**BLOCO DE TEXTO**
++++++++

Em 1995, tornei-me procurador-geral de Justiça, e um dos meus primeiros atos foi criar a lendária Promotoria Ecológica Móvel do Rio Araguaia. As nascentes do grande manancial que percorre vários Estados vinha sofrendo com as chamadas voçorocas, erosões causadas pelas águas da chuva, em locais que antes foram severamente desmatados; no caso, para o plantio de soja.
Os outros problemas eram a mata ciliar arrancada para criação de bovinos, assoreamento, pesca e caça predatórias, esgoto despejado in natura em suas águas, sem contar o franco desrespeito dos turistas quando chegada a temporada de férias, ao deixarem nas praias o lixo de sua estadia.
Quatro intrépidos promotores foram designados para atuação: Vânia Marçal, Alencar Vital, Wilson Nunes e João Teles. Lá, receberam o que havia de ponta na época. Barcos, bons motores, sede própria, equipe especializada na defesa ecológica (lembro-me do excepcional “Pirarara”, pirangueiro arrependido que conhecia todas as manhas de predadores e que muito contribuiu na apreensão de boias, espinhéis, redes, tarrafas e toda sorte de armadilhas ilegais feitas para apanhar o pescado), além de parceria com órgãos ambientais.

++++++++

[Entradas retiradas de uma coleção]
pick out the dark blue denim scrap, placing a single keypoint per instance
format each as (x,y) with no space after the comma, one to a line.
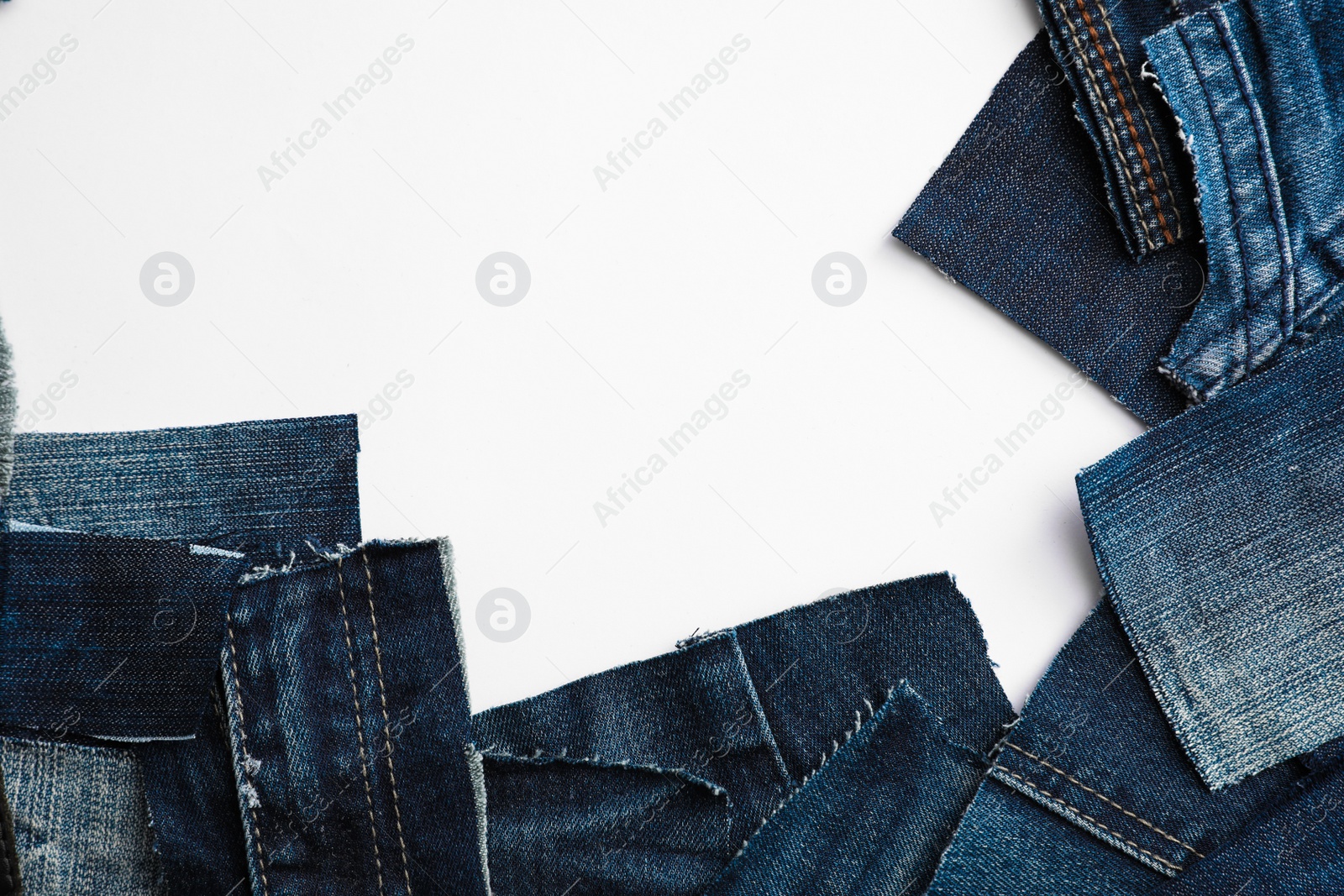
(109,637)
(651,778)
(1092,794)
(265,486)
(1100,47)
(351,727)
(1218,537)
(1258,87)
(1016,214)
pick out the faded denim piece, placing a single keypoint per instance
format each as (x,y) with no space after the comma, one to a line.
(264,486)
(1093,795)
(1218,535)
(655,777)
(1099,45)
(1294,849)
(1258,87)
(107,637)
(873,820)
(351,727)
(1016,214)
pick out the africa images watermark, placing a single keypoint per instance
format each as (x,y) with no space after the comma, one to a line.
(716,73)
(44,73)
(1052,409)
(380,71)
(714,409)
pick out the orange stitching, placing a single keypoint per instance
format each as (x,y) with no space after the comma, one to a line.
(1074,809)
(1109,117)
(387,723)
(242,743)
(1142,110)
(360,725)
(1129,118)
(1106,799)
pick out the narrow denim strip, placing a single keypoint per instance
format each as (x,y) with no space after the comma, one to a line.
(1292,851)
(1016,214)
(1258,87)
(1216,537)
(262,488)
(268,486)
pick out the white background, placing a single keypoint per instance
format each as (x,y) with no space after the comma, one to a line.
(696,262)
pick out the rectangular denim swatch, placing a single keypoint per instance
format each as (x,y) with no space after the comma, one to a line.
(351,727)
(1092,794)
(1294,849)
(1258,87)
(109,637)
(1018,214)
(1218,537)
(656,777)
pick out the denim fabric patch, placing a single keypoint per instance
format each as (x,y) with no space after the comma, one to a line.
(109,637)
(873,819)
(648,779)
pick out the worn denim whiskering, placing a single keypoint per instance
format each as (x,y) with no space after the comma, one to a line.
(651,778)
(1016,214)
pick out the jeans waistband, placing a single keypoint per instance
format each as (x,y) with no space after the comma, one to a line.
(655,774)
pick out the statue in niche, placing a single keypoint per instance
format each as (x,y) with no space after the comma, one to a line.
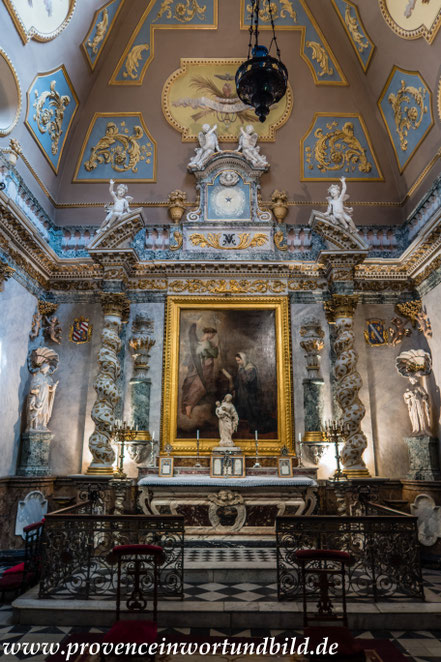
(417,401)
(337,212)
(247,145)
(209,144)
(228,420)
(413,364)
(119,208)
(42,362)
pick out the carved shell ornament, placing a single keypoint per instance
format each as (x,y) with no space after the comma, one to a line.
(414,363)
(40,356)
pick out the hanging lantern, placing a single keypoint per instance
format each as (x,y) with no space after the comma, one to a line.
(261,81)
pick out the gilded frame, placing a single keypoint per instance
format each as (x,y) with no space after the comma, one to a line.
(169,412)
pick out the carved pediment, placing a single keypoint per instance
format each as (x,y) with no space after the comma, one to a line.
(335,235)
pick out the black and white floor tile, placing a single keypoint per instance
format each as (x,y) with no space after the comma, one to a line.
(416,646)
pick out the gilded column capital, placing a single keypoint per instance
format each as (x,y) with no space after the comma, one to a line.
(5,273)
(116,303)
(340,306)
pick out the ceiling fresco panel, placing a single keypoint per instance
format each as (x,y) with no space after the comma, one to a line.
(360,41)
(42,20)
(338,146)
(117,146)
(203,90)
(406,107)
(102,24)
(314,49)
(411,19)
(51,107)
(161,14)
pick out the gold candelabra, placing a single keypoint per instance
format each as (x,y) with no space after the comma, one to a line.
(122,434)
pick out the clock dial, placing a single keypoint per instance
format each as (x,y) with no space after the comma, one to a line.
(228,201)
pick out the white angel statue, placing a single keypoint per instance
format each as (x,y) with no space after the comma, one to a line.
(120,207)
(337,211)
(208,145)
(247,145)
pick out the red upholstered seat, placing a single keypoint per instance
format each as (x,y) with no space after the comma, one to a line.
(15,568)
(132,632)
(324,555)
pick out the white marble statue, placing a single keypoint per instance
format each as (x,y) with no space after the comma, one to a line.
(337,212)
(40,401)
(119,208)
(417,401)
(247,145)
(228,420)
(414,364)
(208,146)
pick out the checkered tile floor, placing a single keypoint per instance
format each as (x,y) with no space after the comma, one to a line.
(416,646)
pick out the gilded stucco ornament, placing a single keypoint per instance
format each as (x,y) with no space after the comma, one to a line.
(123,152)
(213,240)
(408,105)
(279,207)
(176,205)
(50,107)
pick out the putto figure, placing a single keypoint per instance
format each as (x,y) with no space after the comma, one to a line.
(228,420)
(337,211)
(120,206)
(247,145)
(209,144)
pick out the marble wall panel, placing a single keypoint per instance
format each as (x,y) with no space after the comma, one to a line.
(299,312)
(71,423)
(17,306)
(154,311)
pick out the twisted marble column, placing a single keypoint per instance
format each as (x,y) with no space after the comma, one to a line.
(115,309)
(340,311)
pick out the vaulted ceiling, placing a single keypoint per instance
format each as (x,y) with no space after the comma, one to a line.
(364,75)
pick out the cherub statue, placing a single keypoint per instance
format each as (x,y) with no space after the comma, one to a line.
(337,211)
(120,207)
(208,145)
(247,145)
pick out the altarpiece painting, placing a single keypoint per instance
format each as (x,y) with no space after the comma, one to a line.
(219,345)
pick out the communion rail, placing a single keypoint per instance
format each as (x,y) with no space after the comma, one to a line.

++++++++

**PROBLEMAS E TAREFAS**
**a)** Liste os nomes dos promotores designados para atuar, conforme o texto sobre o Rio Araguaia.
**b)** Por favor, estenda o texto sobre o Rio Araguaia a partir do ponto em que ele termina.
As entradas foram extraídas de outra fonte.

**RESULTADOS POR TAREFA**
**a)** Vânia Marçal, Alencar Vital, Wilson Nunes e João Teles.

**b)**
Certa feita, fui acompanhar as diligências dos jovens promotores e me deparei com uma cena muito vívida, ainda, em minha memória. Um grupo de tartarugas, que nós protegíamos com o “Projeto Quelônios”, estava pondo os seus ovos, lado a lado, numa praia no período noturno, quando, surpreendidas por uma onça, tiveram suas cabeças e patas arrancadas e comidas por elas.
Aprendi, naquele instante, que as tartarugas que começam a botar só saem de lá quando terminam de pôr o seu último ovo. Descobri, também, que onças comem tartarugas. Quando as encontramos, seus restos estavam sendo devorados por aves carniceiras. Aproveitamos para terminar o serviço e jogar areia em cima dos ovos já postos.
Em 1999, tornei-me secretário de Segurança Pública e Justiça, quando criei a Delegacia Móvel de Defesa do Rio Araguaia, sediada em Aruanã, seu principal ponto turístico. O delegado Luziano Carvalho pode também desempenhar um brilhante trabalho.
Pescador, de vez em quando, saí vagando pelo Brasil. Vez por outra, voltava ao Araguaia, mas nunca com a frequência de antes, até porque já não encontrava mais peixes para pescar e soltar. Este ano foi diferente. Com a pandemia, por muitas vezes pus os pés em suas areias. Necessário se faz lembrar que os governos passados proibiram o transporte de peixes em rodovias goianas, o que é mantido até hoje.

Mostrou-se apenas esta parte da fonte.